SOURCE MATERIAL:

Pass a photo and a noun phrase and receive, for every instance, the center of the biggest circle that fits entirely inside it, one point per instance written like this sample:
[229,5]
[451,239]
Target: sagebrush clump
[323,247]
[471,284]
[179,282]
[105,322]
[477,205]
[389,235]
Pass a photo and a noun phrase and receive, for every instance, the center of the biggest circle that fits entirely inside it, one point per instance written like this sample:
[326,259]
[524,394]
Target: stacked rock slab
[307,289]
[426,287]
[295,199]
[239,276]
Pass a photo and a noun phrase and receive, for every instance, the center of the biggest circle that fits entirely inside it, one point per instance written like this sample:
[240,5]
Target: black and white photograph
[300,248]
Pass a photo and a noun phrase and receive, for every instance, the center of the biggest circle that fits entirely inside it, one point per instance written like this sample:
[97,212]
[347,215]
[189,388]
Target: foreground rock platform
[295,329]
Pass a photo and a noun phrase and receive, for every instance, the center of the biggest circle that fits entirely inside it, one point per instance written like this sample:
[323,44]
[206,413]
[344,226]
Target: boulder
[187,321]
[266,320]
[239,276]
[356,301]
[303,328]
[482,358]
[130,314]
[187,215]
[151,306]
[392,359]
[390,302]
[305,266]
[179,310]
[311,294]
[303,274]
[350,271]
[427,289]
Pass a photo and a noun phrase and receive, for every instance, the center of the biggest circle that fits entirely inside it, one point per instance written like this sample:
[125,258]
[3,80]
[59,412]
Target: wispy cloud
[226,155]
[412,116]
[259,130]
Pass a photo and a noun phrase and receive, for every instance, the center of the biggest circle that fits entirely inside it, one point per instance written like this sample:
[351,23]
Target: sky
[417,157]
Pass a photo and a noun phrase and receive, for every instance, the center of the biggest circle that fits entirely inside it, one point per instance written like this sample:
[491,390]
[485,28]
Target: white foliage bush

WHAT TO WORK ON: Output the material in full, exactly as it appears.

OUTPUT BELOW:
Pass a photo and a noun phrase and receive, for every instance, the center of the biggest circle that fits entirely inside it, one point per instance written like this sample:
[229,5]
[451,239]
Target: sagebrush clump
[323,247]
[471,284]
[179,282]
[105,322]
[477,205]
[389,235]
Pass a photo and a noun phrase and receive, for every instance, the center of the biggest circle that fits entirely inside it, one point per instance written like this sample:
[326,259]
[524,394]
Target: stacked rock slab
[307,289]
[426,287]
[295,199]
[239,276]
Pass a photo and a noun phrase and receive, for every instance, the center of the biggest circle that fits entirely inside it, one point per instance written like this sample:
[240,5]
Target: black and white photograph
[300,248]
Pass a photo and a noun phrase and receive, for every instance, the center of the biggest circle that fits entirely inside it, one point per instance written like this sample:
[97,212]
[347,215]
[189,388]
Target: foreground rock platform
[295,329]
Pass a photo and a noun phrase and receive, for every instance, the center of the biggest circle that fits entirely inside it, one point per instance written like this sample:
[323,44]
[206,413]
[344,226]
Target: boulder
[187,321]
[266,320]
[239,276]
[356,301]
[303,328]
[482,358]
[130,314]
[187,215]
[151,306]
[392,359]
[390,302]
[305,266]
[179,310]
[311,294]
[303,274]
[350,271]
[427,289]
Pass a photo and a noun phrase and receive, for every instance, the center of the biggest circle that fits entirely inside it, one point per instance written like this sample:
[125,258]
[3,80]
[59,412]
Target: wispy cloud
[226,155]
[412,116]
[259,130]
Pass a photo and a noun phrase and receive, for every instance, the center of the biggest circle that fits entirely inside it, one point per instance written like this sample:
[351,23]
Target: sky
[417,157]
Pass a photo and a noun phrase and receive, for every instance, the center of the biggest circle that fits entirely inside it, one point per instance written like this sample:
[491,390]
[485,28]
Target: white foliage bush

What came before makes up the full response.